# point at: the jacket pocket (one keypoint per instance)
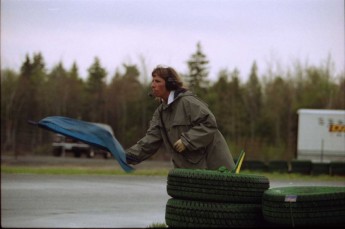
(195, 157)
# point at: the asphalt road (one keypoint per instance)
(89, 201)
(56, 201)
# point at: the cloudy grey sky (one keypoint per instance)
(233, 33)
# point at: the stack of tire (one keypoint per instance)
(214, 198)
(306, 206)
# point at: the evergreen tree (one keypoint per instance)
(95, 89)
(198, 72)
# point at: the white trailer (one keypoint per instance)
(321, 135)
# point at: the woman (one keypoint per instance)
(184, 124)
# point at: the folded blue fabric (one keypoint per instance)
(89, 133)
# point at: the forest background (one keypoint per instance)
(259, 115)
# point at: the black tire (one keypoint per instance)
(57, 151)
(201, 214)
(212, 185)
(304, 206)
(107, 155)
(91, 153)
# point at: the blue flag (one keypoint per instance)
(89, 133)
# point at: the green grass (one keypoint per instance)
(5, 169)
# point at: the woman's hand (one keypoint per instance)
(179, 146)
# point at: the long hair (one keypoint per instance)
(171, 77)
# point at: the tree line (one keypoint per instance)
(258, 115)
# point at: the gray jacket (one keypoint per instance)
(188, 118)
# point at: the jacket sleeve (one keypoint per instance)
(148, 145)
(203, 127)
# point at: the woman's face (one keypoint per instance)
(158, 87)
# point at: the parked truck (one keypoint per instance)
(321, 135)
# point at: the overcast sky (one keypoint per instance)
(232, 33)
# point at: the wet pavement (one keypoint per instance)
(81, 201)
(90, 201)
(57, 201)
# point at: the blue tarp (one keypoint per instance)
(89, 133)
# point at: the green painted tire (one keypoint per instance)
(200, 214)
(304, 205)
(214, 185)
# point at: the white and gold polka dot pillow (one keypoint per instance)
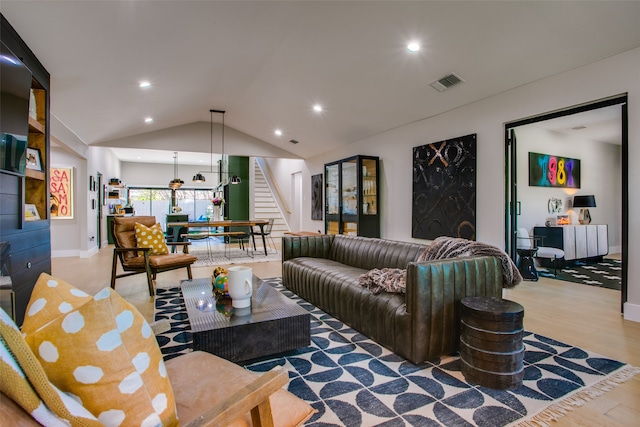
(105, 353)
(50, 298)
(151, 237)
(23, 380)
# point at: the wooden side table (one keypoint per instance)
(491, 347)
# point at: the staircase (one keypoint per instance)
(265, 206)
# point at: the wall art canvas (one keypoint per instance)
(546, 170)
(444, 189)
(61, 189)
(316, 197)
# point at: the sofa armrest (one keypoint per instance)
(434, 291)
(306, 246)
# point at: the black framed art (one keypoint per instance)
(444, 189)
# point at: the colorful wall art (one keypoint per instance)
(546, 170)
(444, 189)
(61, 189)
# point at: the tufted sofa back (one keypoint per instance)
(368, 253)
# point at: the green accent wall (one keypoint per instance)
(237, 196)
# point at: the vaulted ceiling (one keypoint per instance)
(268, 63)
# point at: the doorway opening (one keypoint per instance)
(517, 168)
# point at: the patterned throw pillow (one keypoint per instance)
(151, 237)
(25, 382)
(105, 353)
(51, 298)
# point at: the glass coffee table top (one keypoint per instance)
(272, 324)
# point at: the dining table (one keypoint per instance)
(176, 226)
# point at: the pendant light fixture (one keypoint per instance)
(176, 182)
(223, 175)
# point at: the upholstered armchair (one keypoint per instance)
(108, 370)
(135, 258)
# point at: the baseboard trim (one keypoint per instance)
(65, 254)
(631, 312)
(74, 253)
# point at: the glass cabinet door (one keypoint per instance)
(332, 186)
(350, 197)
(369, 187)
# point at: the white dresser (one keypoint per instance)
(577, 241)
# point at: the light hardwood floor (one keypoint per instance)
(585, 316)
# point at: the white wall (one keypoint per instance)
(612, 76)
(600, 175)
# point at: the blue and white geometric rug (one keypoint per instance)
(353, 381)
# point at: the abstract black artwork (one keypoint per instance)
(444, 189)
(316, 197)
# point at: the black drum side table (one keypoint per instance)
(491, 346)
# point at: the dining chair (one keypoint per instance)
(266, 232)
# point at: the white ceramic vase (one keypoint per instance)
(240, 285)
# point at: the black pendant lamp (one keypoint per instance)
(199, 177)
(176, 182)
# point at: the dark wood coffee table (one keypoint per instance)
(273, 324)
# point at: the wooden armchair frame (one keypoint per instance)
(253, 397)
(153, 264)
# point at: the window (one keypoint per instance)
(157, 201)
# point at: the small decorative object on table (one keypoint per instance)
(217, 201)
(220, 282)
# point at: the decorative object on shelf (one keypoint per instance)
(31, 212)
(554, 205)
(316, 197)
(34, 159)
(33, 111)
(546, 170)
(584, 202)
(223, 175)
(444, 189)
(61, 192)
(176, 182)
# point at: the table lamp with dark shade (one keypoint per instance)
(584, 202)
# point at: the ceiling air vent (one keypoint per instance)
(446, 82)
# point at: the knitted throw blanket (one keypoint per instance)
(394, 279)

> [Problem statement] Print the records exactly, every one. Leave out the pictures.

> [Written solution]
# point at: the jacket pocket (one keypoint per instance)
(195, 157)
# point at: the asphalt road (one keypoint per instance)
(89, 201)
(56, 201)
# point at: the cloudy grey sky (one keypoint per instance)
(233, 33)
# point at: the stack of tire (one keypoint per instance)
(214, 198)
(306, 206)
# point at: the evergreen tree (one keypoint per instance)
(95, 89)
(198, 72)
# point at: the white trailer (one keypoint per instance)
(321, 135)
# point at: the woman (one keypoint per instance)
(184, 124)
# point at: the folded blue fabric (one keypoint per instance)
(89, 133)
# point at: the forest background (one keypoint per instance)
(259, 115)
# point at: the black tire (one keypoint per instance)
(57, 151)
(201, 214)
(212, 185)
(304, 206)
(107, 155)
(91, 153)
# point at: the blue flag (one keypoint per instance)
(89, 133)
# point at: the green grass (one keypoint per instance)
(5, 169)
# point at: the woman's hand (one keypoint per instance)
(179, 146)
# point at: the long hair (one keypoint per instance)
(171, 77)
# point at: the tree line (one keypoint per instance)
(258, 115)
# point at: the gray jacket (one keypoint per instance)
(188, 118)
# point at: the jacket sleeve (one keypoint per instance)
(148, 145)
(203, 127)
# point at: the woman's face (one keypoint per instance)
(158, 87)
# point at: the parked truck (one keypoint per instance)
(321, 135)
# point at: the overcast sky (one keypoint per instance)
(232, 33)
# point at: the wet pavement (one keypoint per instance)
(81, 201)
(90, 201)
(57, 201)
# point at: the blue tarp (one keypoint per instance)
(89, 133)
# point at: the green painted tire (one keypoint per instance)
(200, 214)
(304, 205)
(214, 185)
# point at: the white and gold polka dot pillow (one keypoint per instance)
(105, 353)
(50, 298)
(151, 237)
(23, 380)
# point at: the wooden side table (one keypoint per instance)
(491, 347)
# point at: the staircase (one keypoint per instance)
(265, 206)
# point at: the wall art canvas (one keypoint per instance)
(546, 170)
(444, 189)
(61, 189)
(316, 197)
# point at: the sofa armrest (one keypoint per instance)
(434, 291)
(306, 246)
# point at: the black framed art (one keypoint per instance)
(444, 189)
# point at: the colorful wall art (one keypoint per instance)
(546, 170)
(444, 189)
(61, 189)
# point at: the tufted sofa back (one keypoint per instance)
(368, 253)
# point at: the green accent wall (one keypoint per instance)
(237, 196)
# point at: the vaulted ceiling (one keypoint per instance)
(268, 63)
# point at: the doorway opening (one keypoint per instance)
(517, 168)
# point at: the patterned throw pillow (one keypoint per instance)
(151, 237)
(25, 382)
(105, 353)
(51, 298)
# point at: the glass coffee table top (one keypoint per instance)
(272, 324)
# point at: the dining table (one keypoint per instance)
(176, 226)
# point at: the pendant light fixture (one keypoint per instance)
(176, 182)
(223, 175)
# point at: the upholstered armchair (one keypoint per instance)
(108, 370)
(135, 258)
# point at: the baseboard trim (one keypoint per instance)
(65, 254)
(631, 312)
(74, 253)
# point at: the glass cabinet door (one keypoint per instance)
(332, 186)
(350, 197)
(369, 187)
# point at: the white dresser (one keypoint per instance)
(577, 241)
# point at: the light hardwood floor (one keypoint per instance)
(585, 316)
# point at: the white wall (one keypoint per instance)
(612, 76)
(600, 175)
# point at: the blue and white geometric rug (one keypoint per instance)
(353, 381)
# point at: the abstract black artwork (one keypoint per instance)
(444, 189)
(316, 197)
# point at: the black drum side table (one keypoint per instance)
(491, 346)
# point at: the dining chair (one keypoint per instance)
(266, 232)
# point at: the white ceramic vase (one keypoint per instance)
(240, 285)
# point at: the black pendant lamp (one keypoint per instance)
(199, 177)
(176, 182)
# point at: the dark wood coffee table (one keypoint per instance)
(273, 324)
# point at: the wooden armchair frame (one keypoint per instance)
(253, 397)
(153, 264)
# point at: the window (one keypoint per instance)
(157, 201)
# point at: the small decorative object on table (one keypoint per instance)
(217, 201)
(220, 282)
# point at: the decorative object on shelf (one keypoint per instance)
(31, 212)
(554, 205)
(316, 197)
(34, 159)
(33, 111)
(546, 170)
(584, 202)
(223, 175)
(444, 189)
(61, 192)
(176, 182)
# point at: the table lamp with dark shade (one keypoint per instance)
(584, 202)
# point at: the ceiling air vent (one keypoint per instance)
(446, 82)
# point at: the knitted throw blanket (one keypoint per instance)
(394, 279)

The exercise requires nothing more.